##### TESTO FORNITO #####

Professionisti che vanno all'estero. Disoccupazione giovanile alle stelle. Lavori sottopagati o pagati in nero. Stage di ingresso nel mondo di lavoro equiparabili alla schiavitù. Un elenco che potrebbe andare avanti per molto e che purtroppo è la fotografia di una nazione, l'Italia, che sembra sempre più un treno puntato verso il baratro, con qualche timido macchinista che cerca la leva del freno senza trovarla, perchè troppo impegnato nella ricerca di qualche altro particolare del motore.
Non amo il disfattismo. Non amo chi parla male a prescindere dell'Italia. Non amo nemmeno il giornalismo fatto un po' ad arte per dire che tutto andrà sempre peggio e tutti dobbiamo vivere con questo terrore. Il problema però sono le storie di tutti i giorni, quelle che si sentono dagli amici, dai conoscenti. E' quello il momento in cui cresce la frustrazione, la rabbia, l'angoscia. Che però questa volta è reale, non è solo un pour parler al bar.

#####

Secondo il testo fornito, perché "qualche timido macchinista" non trova la leva del freno? Spiega per favore in una o due frasi.

##### ESTRATTO DEL DATASET #####

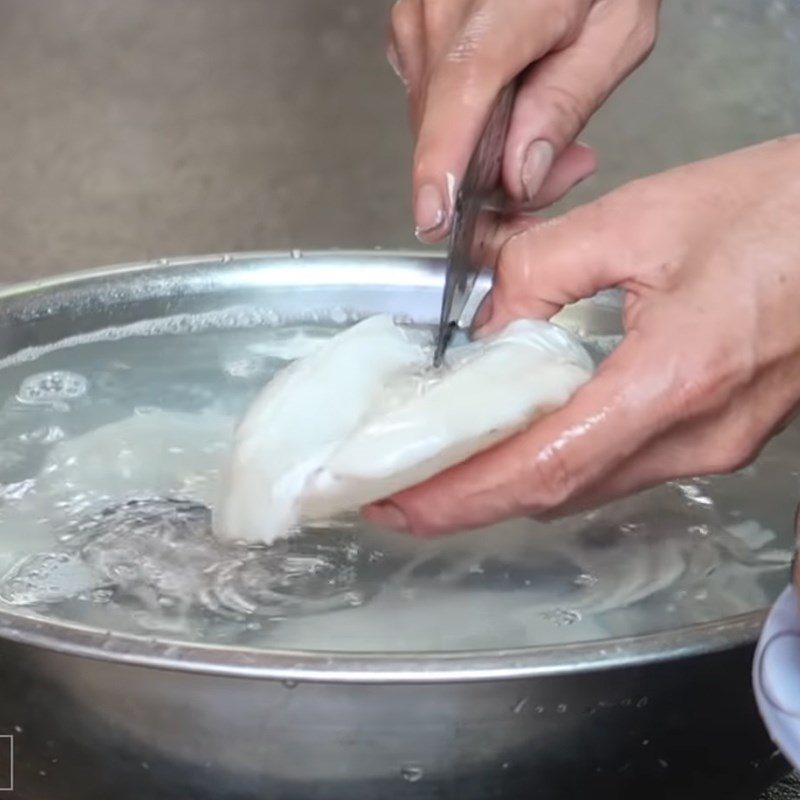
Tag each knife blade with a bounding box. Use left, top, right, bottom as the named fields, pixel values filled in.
left=433, top=80, right=517, bottom=367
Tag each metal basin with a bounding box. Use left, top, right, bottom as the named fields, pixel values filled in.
left=0, top=253, right=791, bottom=800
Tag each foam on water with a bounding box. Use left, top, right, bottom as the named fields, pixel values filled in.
left=0, top=312, right=800, bottom=651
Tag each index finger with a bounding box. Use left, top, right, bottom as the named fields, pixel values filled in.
left=413, top=0, right=586, bottom=241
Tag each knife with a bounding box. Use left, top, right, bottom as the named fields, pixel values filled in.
left=433, top=80, right=517, bottom=367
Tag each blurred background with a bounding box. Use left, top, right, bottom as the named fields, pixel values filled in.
left=0, top=0, right=800, bottom=281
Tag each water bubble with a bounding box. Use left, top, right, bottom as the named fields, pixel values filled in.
left=344, top=592, right=366, bottom=608
left=541, top=608, right=583, bottom=628
left=17, top=370, right=89, bottom=405
left=222, top=358, right=264, bottom=379
left=400, top=764, right=425, bottom=783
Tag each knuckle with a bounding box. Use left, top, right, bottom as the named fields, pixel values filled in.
left=390, top=0, right=420, bottom=43
left=517, top=447, right=577, bottom=513
left=674, top=349, right=748, bottom=416
left=628, top=2, right=658, bottom=60
left=542, top=83, right=592, bottom=143
left=705, top=428, right=757, bottom=474
left=540, top=2, right=585, bottom=43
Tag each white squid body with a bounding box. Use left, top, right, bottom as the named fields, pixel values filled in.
left=214, top=316, right=593, bottom=543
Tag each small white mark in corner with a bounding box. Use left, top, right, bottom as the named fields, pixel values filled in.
left=0, top=733, right=14, bottom=792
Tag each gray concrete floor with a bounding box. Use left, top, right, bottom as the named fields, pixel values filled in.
left=0, top=0, right=800, bottom=796
left=0, top=0, right=800, bottom=280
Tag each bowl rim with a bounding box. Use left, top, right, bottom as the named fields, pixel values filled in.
left=0, top=249, right=768, bottom=683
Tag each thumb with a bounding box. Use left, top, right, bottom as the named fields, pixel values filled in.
left=475, top=203, right=632, bottom=336
left=503, top=0, right=658, bottom=200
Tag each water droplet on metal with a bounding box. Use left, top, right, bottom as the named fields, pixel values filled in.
left=400, top=764, right=425, bottom=783
left=511, top=697, right=528, bottom=714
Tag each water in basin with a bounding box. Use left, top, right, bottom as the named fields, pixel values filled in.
left=0, top=320, right=800, bottom=652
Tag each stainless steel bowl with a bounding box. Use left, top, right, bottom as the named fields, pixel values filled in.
left=0, top=252, right=790, bottom=800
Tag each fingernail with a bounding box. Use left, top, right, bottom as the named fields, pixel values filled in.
left=522, top=139, right=555, bottom=201
left=361, top=500, right=411, bottom=531
left=414, top=183, right=444, bottom=241
left=386, top=42, right=406, bottom=83
left=472, top=292, right=492, bottom=336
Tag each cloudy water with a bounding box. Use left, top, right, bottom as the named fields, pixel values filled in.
left=0, top=316, right=800, bottom=651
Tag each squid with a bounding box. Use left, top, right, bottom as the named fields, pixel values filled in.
left=213, top=315, right=594, bottom=544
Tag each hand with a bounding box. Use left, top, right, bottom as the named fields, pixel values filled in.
left=388, top=0, right=660, bottom=241
left=364, top=136, right=800, bottom=535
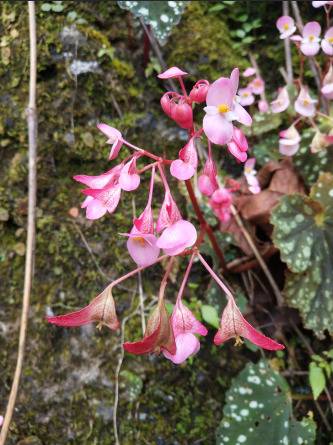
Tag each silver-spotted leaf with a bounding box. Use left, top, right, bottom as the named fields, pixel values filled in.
left=216, top=360, right=316, bottom=445
left=271, top=173, right=333, bottom=337
left=118, top=1, right=187, bottom=44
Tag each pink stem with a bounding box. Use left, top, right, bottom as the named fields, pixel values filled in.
left=197, top=252, right=236, bottom=304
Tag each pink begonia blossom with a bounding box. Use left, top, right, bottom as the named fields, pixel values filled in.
left=198, top=156, right=219, bottom=196
left=279, top=125, right=301, bottom=156
left=295, top=87, right=318, bottom=117
left=243, top=66, right=256, bottom=77
left=157, top=66, right=188, bottom=79
left=271, top=87, right=290, bottom=113
left=209, top=187, right=232, bottom=222
left=249, top=77, right=265, bottom=95
left=203, top=68, right=252, bottom=145
left=97, top=123, right=123, bottom=160
left=189, top=79, right=209, bottom=103
left=214, top=298, right=284, bottom=351
left=170, top=136, right=198, bottom=181
left=244, top=158, right=261, bottom=194
left=258, top=99, right=269, bottom=113
left=238, top=88, right=254, bottom=107
left=227, top=127, right=249, bottom=162
left=321, top=26, right=333, bottom=56
left=276, top=15, right=296, bottom=39
left=321, top=65, right=333, bottom=100
left=119, top=156, right=140, bottom=192
left=156, top=219, right=197, bottom=256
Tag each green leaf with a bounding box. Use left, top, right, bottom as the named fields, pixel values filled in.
left=271, top=173, right=333, bottom=338
left=309, top=362, right=326, bottom=400
left=118, top=1, right=187, bottom=45
left=216, top=360, right=315, bottom=445
left=201, top=304, right=220, bottom=329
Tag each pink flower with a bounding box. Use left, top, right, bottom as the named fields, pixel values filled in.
left=301, top=22, right=321, bottom=56
left=321, top=26, right=333, bottom=56
left=157, top=66, right=188, bottom=79
left=198, top=156, right=219, bottom=196
left=321, top=65, right=333, bottom=100
left=295, top=87, right=317, bottom=117
left=244, top=158, right=261, bottom=194
left=258, top=99, right=269, bottom=113
left=227, top=127, right=249, bottom=162
left=119, top=156, right=140, bottom=192
left=203, top=68, right=252, bottom=145
left=249, top=77, right=265, bottom=95
left=156, top=219, right=197, bottom=256
left=97, top=123, right=123, bottom=160
left=238, top=88, right=254, bottom=107
left=47, top=286, right=119, bottom=330
left=214, top=298, right=284, bottom=351
left=276, top=15, right=296, bottom=39
left=279, top=125, right=301, bottom=156
left=209, top=187, right=232, bottom=222
left=189, top=80, right=209, bottom=103
left=271, top=87, right=290, bottom=113
left=243, top=66, right=256, bottom=77
left=170, top=136, right=198, bottom=181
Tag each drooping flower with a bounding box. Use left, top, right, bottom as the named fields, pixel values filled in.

#####

RISPOSTA –
Non la trova perché è troppo impegnato a cercare qualche altro particolare del motore. Nell'immagine del testo l'Italia è un treno puntato verso il baratro, e chi dovrebbe frenarlo è distratto da altri dettagli.